What the exercise asks
Give every entry again, word for word.

------------------------------------------------------------------------

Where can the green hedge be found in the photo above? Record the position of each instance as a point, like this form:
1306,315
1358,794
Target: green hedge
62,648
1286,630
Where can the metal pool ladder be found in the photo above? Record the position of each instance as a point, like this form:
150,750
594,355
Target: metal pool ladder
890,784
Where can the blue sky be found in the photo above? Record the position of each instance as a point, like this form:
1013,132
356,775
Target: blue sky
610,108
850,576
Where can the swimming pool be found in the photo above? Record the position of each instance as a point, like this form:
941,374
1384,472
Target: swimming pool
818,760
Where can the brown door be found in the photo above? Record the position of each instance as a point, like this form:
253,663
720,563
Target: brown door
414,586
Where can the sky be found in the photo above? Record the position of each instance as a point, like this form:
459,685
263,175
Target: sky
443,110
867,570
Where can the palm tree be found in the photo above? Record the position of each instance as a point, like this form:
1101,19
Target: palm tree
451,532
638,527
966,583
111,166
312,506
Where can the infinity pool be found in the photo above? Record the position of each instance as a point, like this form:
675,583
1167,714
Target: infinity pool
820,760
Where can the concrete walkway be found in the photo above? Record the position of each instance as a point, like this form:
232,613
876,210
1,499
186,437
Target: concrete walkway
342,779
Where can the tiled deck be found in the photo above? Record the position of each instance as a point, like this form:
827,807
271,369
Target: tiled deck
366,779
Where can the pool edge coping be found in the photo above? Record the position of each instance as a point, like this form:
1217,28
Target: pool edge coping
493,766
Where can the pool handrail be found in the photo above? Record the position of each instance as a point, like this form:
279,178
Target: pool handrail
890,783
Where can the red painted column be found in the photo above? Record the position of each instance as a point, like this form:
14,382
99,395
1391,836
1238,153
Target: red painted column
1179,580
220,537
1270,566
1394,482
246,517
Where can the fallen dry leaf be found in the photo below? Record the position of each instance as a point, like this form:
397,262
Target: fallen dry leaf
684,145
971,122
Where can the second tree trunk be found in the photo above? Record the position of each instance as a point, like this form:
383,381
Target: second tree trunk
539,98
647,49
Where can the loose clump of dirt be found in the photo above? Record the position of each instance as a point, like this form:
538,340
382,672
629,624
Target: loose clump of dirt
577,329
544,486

------------------------------------------------------------------------

Full solution
Where can the green hedge be found in the photo above? Record the position of each instance as a point, like this form:
1306,315
1358,794
Target: green hedge
62,648
1286,630
Where can the metal pool ladder be found in the photo above? Record the position of each instance as a point, like this form:
150,750
594,355
Target: metal pool ladder
890,784
Where can the blue sky be found in the photo above? Record the position of each instance as a point, like this form:
1013,132
356,775
Target: blue sky
610,108
850,576
Where can the swimming pool be found in the photo above? Record the position of each instance as a point, like this form:
941,374
1384,472
Target: swimming pool
818,760
Where can the brown door be found in the photo above? Record the position of each instance as a point, like this form:
253,663
720,563
Target: brown door
414,586
Where can the sky be found in the photo above? Record the position of each instance as a point, like this form:
459,685
263,175
Target: sky
443,110
867,570
Where can the palm tree be found in the photo above? Record the position of each instance as a point, like this form:
1101,19
Target: palm tree
451,532
638,527
966,583
111,166
312,506
Where can the infinity pool be found in the photo above? Record the position of each instance as a point, like this form:
675,583
1167,714
Target: infinity pool
820,760
Where can the concrete walkway be found in the photo above? Record the position of each instance as a point, like this form:
232,613
876,210
1,499
186,437
Target: concrete walkway
342,779
Where can the tiled deck be found in the photo above? Record the position of each instance as a point, like this form:
827,807
271,369
Target: tiled deck
366,779
Where can the pool edge coping be found in the photo above? Record the position of each instance as a point, like this form:
1217,28
Target: pool edge coping
493,766
Where can the pool handrail be found in the photo above? Record the position of each instance as a point, like this form:
279,178
Target: pool handrail
890,783
Where can the red painted column be found in the photo above? Record the position of each instance as a point, like this form:
14,382
99,395
1391,836
1238,153
Target: red painted column
1179,580
220,537
1270,566
1394,482
246,517
Where can the fallen dry leaf be found in the photo below? Record the position of each instance as a point, like this form:
397,262
Target: fallen dry leaf
684,145
971,122
Where can the second tree trunk be found in the photo above? Record the position of each instance as a point, like this form:
383,381
Target: second tree trunk
539,98
647,49
Where can the loose clump of dirt be found in the photo above? Record the position of each instance as a point, like this form:
538,340
382,672
629,624
Target: loose clump of dirt
577,329
544,486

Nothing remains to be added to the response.